WHAT TO DO> Locate every line in the listing below that contains the string "columns" and copy each of those lines. Case counts.

MATERIAL>

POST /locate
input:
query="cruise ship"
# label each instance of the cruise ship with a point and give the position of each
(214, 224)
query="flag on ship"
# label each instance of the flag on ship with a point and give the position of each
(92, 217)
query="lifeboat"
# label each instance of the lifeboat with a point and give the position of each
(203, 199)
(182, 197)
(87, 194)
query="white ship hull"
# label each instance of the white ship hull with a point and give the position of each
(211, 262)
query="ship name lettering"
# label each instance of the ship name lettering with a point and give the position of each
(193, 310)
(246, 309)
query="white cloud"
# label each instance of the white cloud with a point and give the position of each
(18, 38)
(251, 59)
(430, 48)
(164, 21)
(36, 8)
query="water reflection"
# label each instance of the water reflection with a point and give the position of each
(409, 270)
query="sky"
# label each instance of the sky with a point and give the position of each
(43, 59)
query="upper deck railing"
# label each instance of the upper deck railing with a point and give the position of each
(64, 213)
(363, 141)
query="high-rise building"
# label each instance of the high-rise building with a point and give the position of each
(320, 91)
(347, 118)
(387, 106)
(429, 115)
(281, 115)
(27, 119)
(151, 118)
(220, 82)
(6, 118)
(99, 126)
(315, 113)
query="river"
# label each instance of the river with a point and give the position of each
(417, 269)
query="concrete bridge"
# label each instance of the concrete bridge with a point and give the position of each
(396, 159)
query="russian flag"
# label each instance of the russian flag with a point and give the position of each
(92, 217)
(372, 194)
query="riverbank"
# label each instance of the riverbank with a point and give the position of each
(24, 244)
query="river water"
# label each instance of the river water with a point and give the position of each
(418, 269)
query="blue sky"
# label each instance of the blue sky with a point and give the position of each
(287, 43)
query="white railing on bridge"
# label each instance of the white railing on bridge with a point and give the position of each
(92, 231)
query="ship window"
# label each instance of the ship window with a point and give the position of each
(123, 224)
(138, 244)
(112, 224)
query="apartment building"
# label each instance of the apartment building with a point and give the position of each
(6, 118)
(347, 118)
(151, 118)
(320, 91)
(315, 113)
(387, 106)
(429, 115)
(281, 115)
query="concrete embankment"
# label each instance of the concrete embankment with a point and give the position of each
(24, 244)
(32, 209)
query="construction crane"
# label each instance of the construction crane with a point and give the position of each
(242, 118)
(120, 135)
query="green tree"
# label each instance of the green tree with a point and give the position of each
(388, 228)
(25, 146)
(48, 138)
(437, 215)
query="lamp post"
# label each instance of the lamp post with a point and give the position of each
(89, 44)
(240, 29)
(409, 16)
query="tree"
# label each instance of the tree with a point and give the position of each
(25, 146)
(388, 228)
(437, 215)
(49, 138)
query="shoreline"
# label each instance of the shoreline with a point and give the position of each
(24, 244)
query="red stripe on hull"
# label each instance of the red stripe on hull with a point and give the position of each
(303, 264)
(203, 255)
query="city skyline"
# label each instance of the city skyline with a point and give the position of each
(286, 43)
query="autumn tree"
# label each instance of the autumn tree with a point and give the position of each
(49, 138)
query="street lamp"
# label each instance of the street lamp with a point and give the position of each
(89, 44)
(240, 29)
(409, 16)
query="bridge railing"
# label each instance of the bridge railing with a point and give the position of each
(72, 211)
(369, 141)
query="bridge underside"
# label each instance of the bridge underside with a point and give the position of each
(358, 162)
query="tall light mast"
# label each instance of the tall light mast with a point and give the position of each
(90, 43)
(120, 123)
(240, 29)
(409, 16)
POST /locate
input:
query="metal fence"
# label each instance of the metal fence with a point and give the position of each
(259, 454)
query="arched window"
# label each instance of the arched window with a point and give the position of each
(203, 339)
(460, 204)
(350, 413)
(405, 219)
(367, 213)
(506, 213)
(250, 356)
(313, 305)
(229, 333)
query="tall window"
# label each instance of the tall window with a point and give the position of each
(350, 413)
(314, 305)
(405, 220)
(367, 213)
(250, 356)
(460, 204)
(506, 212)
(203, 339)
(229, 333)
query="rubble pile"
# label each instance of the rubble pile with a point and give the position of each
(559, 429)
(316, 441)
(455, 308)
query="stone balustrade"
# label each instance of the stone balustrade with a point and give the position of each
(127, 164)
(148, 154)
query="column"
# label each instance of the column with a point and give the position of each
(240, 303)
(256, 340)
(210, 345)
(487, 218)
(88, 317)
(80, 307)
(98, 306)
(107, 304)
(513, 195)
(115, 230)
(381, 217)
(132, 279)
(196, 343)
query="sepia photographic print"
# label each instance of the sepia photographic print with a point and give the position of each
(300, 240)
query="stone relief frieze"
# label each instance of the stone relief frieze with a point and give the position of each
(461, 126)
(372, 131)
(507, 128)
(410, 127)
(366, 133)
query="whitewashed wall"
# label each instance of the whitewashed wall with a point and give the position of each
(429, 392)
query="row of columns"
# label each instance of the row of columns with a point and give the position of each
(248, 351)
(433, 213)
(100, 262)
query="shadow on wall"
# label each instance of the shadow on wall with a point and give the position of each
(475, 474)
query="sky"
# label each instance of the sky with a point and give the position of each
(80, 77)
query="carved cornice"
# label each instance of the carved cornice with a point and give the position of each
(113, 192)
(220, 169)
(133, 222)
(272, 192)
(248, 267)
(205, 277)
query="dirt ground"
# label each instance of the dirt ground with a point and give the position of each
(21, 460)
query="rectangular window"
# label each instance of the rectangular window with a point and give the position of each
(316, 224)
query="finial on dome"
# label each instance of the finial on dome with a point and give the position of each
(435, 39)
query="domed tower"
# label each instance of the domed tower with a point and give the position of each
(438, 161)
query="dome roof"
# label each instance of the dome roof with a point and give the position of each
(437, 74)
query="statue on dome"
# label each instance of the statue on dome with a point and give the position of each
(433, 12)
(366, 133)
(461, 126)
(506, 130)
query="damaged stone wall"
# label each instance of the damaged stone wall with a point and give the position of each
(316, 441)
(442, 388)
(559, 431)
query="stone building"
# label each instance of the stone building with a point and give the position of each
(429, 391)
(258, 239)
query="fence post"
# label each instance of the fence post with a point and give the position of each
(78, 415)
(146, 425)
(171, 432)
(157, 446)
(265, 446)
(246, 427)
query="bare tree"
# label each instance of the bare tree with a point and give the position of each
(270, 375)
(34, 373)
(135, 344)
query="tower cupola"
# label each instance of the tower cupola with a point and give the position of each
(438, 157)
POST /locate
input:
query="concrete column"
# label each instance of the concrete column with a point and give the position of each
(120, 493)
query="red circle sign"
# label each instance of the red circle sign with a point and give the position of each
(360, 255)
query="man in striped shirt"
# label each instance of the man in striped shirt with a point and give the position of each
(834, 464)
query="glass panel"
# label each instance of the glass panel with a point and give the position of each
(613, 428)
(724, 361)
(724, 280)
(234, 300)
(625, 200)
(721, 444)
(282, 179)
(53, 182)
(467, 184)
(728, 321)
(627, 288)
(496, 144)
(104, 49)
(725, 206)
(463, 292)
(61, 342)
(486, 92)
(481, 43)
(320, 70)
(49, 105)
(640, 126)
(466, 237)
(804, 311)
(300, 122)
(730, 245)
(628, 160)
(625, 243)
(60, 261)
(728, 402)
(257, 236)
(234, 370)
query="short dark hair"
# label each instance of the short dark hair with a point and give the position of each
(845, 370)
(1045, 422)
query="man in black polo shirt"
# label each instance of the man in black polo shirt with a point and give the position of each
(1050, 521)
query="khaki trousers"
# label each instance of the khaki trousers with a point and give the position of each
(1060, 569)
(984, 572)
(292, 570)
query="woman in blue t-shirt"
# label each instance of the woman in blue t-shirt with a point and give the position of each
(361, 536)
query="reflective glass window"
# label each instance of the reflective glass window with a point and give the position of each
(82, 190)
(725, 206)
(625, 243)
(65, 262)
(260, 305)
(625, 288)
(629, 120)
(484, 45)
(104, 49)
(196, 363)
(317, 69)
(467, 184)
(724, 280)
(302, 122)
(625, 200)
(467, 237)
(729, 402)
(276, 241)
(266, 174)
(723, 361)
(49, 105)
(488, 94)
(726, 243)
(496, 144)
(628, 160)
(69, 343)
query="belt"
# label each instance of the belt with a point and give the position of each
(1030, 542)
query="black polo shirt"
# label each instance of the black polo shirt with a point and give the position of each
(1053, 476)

ANSWER TO THIS TASK>
query="row of columns"
# label each instance of the row of columns with a point and give the position of each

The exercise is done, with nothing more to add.